▸ **Task requirements**
Begin with the line where "Objective — one point on each instance of the dresser" appears. Set down that line and the rest of the records below it exactly as given.

(Natural language region descriptions)
*** Begin section ***
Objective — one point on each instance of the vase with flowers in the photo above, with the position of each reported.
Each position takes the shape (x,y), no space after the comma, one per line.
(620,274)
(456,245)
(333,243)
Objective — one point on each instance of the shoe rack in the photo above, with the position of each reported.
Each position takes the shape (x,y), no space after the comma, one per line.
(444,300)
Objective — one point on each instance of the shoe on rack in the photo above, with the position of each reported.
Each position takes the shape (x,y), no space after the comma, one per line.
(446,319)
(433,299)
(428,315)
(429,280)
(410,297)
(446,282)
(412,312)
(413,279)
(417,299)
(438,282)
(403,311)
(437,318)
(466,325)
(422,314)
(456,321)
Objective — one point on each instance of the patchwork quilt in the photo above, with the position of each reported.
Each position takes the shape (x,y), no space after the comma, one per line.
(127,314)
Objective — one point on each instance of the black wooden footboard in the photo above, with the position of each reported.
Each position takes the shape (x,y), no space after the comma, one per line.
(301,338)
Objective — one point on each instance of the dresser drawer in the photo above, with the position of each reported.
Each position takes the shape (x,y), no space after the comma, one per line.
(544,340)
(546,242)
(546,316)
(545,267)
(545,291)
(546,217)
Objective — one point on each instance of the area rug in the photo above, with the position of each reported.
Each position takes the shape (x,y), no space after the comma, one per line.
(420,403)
*** End section ***
▸ **The answer**
Objective — one point on each instance of the dresser drawer in the photo above, with the position of each reported.
Each position takes the shape (x,y), no space after the comma, one per line.
(544,340)
(546,242)
(546,316)
(545,267)
(545,291)
(546,217)
Objective — one point on each instance of the area rug in the photo above, with the position of each reported.
Each position takes the shape (x,y), no space after the comma, one per line.
(420,403)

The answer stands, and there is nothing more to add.